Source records

__________________________________________________

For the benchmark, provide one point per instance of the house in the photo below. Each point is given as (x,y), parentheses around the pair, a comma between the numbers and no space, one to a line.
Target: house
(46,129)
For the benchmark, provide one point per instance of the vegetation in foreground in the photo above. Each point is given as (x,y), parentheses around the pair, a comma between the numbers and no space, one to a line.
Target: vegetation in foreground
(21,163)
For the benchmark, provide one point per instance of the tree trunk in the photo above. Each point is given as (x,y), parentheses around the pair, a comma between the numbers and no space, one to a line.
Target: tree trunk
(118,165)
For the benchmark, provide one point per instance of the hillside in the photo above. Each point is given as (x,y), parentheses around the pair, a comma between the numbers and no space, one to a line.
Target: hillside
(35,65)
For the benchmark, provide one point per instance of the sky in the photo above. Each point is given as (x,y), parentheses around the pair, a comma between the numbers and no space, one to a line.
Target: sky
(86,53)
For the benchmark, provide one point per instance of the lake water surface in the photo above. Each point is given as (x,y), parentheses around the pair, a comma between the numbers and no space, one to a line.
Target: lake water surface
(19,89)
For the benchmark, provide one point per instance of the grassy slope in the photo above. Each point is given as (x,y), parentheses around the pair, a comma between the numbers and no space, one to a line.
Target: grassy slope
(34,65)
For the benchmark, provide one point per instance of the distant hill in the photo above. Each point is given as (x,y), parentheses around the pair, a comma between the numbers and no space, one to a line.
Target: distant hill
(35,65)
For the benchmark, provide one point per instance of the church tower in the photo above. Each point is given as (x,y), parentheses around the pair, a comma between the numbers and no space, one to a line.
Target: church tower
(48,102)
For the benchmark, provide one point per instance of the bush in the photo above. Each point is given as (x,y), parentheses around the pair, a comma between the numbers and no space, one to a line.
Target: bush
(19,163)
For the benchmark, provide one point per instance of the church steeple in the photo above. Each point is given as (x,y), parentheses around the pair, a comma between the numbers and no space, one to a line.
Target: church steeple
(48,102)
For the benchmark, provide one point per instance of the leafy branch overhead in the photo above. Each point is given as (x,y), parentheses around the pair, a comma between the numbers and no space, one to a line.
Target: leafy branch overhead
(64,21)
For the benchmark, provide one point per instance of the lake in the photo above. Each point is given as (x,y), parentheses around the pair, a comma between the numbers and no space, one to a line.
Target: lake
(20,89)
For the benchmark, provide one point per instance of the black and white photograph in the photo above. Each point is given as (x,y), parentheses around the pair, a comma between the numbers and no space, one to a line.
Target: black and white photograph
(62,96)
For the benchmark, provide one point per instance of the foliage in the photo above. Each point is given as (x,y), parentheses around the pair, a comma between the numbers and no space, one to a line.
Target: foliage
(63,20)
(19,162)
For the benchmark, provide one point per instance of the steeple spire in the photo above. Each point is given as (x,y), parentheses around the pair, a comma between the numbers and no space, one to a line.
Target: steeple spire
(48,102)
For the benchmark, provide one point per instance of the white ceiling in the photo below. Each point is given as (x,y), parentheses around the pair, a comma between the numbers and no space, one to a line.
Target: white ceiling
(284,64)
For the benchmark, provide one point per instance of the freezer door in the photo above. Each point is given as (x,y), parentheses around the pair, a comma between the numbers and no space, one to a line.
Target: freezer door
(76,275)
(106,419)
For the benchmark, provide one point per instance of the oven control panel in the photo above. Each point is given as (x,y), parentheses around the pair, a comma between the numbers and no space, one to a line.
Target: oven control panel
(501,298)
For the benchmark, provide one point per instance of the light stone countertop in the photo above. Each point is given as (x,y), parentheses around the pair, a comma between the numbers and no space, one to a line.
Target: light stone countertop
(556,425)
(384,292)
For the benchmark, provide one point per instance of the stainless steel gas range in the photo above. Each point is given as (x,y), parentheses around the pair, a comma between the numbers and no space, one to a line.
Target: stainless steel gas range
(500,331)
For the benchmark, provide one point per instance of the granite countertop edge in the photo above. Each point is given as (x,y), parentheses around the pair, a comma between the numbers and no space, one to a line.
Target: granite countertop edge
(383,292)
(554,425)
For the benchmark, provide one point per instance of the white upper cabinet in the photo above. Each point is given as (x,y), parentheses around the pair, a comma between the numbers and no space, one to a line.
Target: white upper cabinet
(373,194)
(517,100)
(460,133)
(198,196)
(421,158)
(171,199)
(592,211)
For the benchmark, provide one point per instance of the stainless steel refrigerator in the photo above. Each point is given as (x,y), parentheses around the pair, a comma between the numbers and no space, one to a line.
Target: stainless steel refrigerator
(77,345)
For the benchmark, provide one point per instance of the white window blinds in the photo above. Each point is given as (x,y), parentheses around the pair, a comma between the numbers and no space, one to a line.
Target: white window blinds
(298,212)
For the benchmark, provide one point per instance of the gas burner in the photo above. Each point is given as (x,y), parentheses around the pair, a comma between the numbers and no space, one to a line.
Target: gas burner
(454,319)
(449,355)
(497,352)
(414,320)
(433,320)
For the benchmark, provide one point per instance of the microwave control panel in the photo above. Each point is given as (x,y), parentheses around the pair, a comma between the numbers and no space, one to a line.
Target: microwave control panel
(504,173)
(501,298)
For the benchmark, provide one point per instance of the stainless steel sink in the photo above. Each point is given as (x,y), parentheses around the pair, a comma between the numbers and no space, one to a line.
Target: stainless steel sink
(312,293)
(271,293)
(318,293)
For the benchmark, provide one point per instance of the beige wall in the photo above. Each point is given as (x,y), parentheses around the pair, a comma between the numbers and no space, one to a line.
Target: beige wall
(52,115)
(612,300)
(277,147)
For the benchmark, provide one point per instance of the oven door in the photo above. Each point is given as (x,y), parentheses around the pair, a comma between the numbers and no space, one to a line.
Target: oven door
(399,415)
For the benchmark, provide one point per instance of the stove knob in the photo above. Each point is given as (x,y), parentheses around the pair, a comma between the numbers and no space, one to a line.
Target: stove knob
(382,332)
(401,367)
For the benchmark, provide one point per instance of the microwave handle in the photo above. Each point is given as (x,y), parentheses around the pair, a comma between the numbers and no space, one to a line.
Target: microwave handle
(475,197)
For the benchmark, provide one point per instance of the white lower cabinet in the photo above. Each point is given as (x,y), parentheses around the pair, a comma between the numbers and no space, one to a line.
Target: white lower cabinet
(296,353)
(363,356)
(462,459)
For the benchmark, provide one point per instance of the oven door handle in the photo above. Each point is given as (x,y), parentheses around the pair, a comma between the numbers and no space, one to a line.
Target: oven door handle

__________________________________________________

→ Exercise instructions
Every record above must be duplicated exactly.

→ Output for this exercise
For the benchmark, provide one point per instance of the house in the photo below. Each point is given as (x,y), parentheses around the pair, a comma between the numbers and no space, one to a line.
Target: house
(46,129)
For the benchmark, provide one point per instance of the vegetation in foreground in the photo above. Each point is given as (x,y), parentheses around the pair, a comma between the numbers and no space, one to a line.
Target: vegetation in foreground
(21,163)
For the benchmark, provide one point per instance of the tree trunk in the photo above. Each point is given as (x,y), parentheses around the pair, a comma between the numbers and no space, one to a line.
Target: tree trunk
(118,165)
For the benchmark, provide one point per instance of the hillside in the photo above. Each point is given as (x,y), parentheses around the pair, a comma between the numbers and no space, one to a line.
Target: hillside
(35,65)
For the benchmark, provide one point per instance of the sky in the photo above. Each point is given as (x,y), parentheses around the pair, a comma between the numbers and no space, one to a line.
Target: sky
(86,53)
For the benchmark, provide one point per instance of the lake water surface in the photo above. Each point is given as (x,y), parentheses around the pair, a comma between the numbers and no space, one to a line.
Target: lake water surface
(19,89)
For the benchmark, provide one point per instance of the grassy slope in the photo above. Each point is given as (x,y), parentheses around the pair, a comma between the numbers and no space, one to a line.
Target: grassy slope
(34,65)
For the benchmark, provide one point per instance of the distant hill in the photo above. Each point is given as (x,y), parentheses around the pair, a comma between the numbers and no space, one to a line.
Target: distant hill
(35,65)
For the benchmark, provide one point per instance of the church tower in the photo above. Each point is given as (x,y), parentheses around the pair, a comma between the numbers and no space, one to a line.
Target: church tower
(48,102)
For the benchmark, provide one point per instance of the bush in the photo above. Each point is given as (x,y), parentheses around the pair, a comma between the numbers and no space, one to a line.
Target: bush
(19,163)
For the benchmark, provide one point per instance of the church steeple in the photo above. Each point is given as (x,y), parentheses around the pair, a comma between the numbers and no space, one to a line.
Target: church steeple
(48,102)
For the benchmark, provide one point per instance of the leafy branch overhead in the photo above. Each point is given as (x,y), parentheses around the pair, a comma between the numbers and no space, one to a line.
Target: leafy branch overhead
(64,21)
For the benchmark, provide one point per instance of the lake in the photo above. Each point is given as (x,y), parentheses around the pair, a comma between the numbers and no space, one to a line.
Target: lake
(20,89)
For the benchmark, provide one point per instance of the black and white photograph in the photo above. Each point is given as (x,y), parentheses around the pair, a comma between the numbers and no space, one to a line.
Target: black and white photograph
(62,96)
For the benchmark, provide one point per instance of the foliage in the photo above. Each point is given as (x,y), parentheses around the pair, a comma between the numbers and no space, one to a line.
Target: foliage
(63,20)
(19,162)
For the benchmark, provide one point per instance of the steeple spire in the photo above. Each point is given as (x,y), parentheses around the pair, a comma between the numbers and no space, one to a line.
Target: steeple spire
(48,102)
For the benchmark, provide one point per instance of the white ceiling in the photo below. Each point is given as (x,y), parentheses around the pair, a comma between the numbers and no space, one to a line.
Target: white ceiling
(284,64)
For the benchmark, provide one point per instance of the freezer door in the photo above. Each point is given as (x,y), parentheses around the pair, a comma between the numbers and no space, one to a line.
Target: freezer door
(76,275)
(106,419)
For the benchmark, provide one point per instance of the oven control panel in the photo above. Each point is given as (x,y), parentheses around the pair, a comma between the numbers and no space, one to a line.
Target: oven control panel
(501,298)
For the benchmark, provide one point per instance of the light stone countertop in the photo above. Each point is given as (x,y), parentheses around the pair, a comma between the numbers and no space, one to a line.
Target: light stone countertop
(556,425)
(384,292)
For the benchmark, provide one point per instance of the stainless steel gas range in the photo above. Each point is given as (x,y), parentheses around the pair, a comma between the numbers and no space, one to a line.
Target: stainless steel gas range
(500,331)
For the benchmark, provide one point per instance of the granite countertop edge in the photo above. Each point is given as (x,y), parentheses around the pair, a comma between the numbers and no space, one to a line.
Target: granite countertop edge
(383,292)
(554,425)
For the benchmark, provide one point per instance of the white upper cabinet in the photo above. Each point is given as (x,y), parentheses around the pair, a comma between the numbers and no space, one to a line.
Target: white upper cabinet
(373,194)
(517,100)
(460,133)
(198,196)
(421,158)
(171,199)
(592,211)
For the benchmark, provide one point per instance of the stainless steel refrigerator in the photo above. Each point is given as (x,y), parentheses around the pair, a comma between the numbers and no space, one to a line.
Target: stainless steel refrigerator
(77,345)
For the benchmark, provide one point per instance of the white window blinds in the photo above. Each point is given as (x,y), parentheses around the pair, a comma between the numbers and no space, one to a line.
Target: white window blinds
(298,212)
For the benchmark, provide one point per instance of the gas burner in the photo above. Each point is given as (x,y), parentheses around the pair, a comma between the numbers and no space, one to a line.
Target: gas burner
(454,319)
(449,355)
(497,352)
(414,320)
(433,320)
For the benchmark, provide one point per instance of the microwave control panel in the photo above. Each point is given as (x,y), parentheses around the pair, a comma between the numbers and no space, one to a line.
Target: microwave control panel
(504,173)
(501,298)
For the benchmark, provide one point per instance of the stainless steel sink in the photo above. Each point is given as (x,y), parentheses around the pair, a comma between the numbers and no space, one to a line.
Target: stainless steel sink
(312,293)
(271,293)
(318,293)
For the benchmark, provide one point per instance of the beige wall in the photo above. Each point is given as (x,y), parentheses around the pair, a comma between the numbers and no space, one to a line.
Target: beige wall
(52,115)
(612,300)
(277,147)
For the benchmark, provide one point per instance of the oven door in the photo above. Each point is given as (x,y), parentheses around the pair, a comma between the numbers and no space, one to a line.
Target: oven door
(399,415)
For the benchmark, provide one point per instance of the stove knob in the photo above. Each point is given as (x,y), parentheses around the pair, a comma between the numbers and no space, one to a line.
Target: stove knob
(382,332)
(401,367)
For the benchmark, provide one point per instance of the microwave handle in the photo above. Each point is given as (x,y), parentheses around the pair, a comma between the numbers and no space, one to a line.
Target: microwave handle
(475,197)
For the benchmark, provide one point per instance of the white lower cabinet in the photo above. Each point is given as (x,y), parentheses around the pair, a comma between the numbers and no space, one to a line.
Target: white lower cabinet
(296,353)
(363,356)
(462,459)
For the benchmark, provide one point per instance of the oven door handle in the photo above. Each point is given as (x,y), parentheses around the pair, a comma between the numbers and no space, one to a line.
Target: oven door handle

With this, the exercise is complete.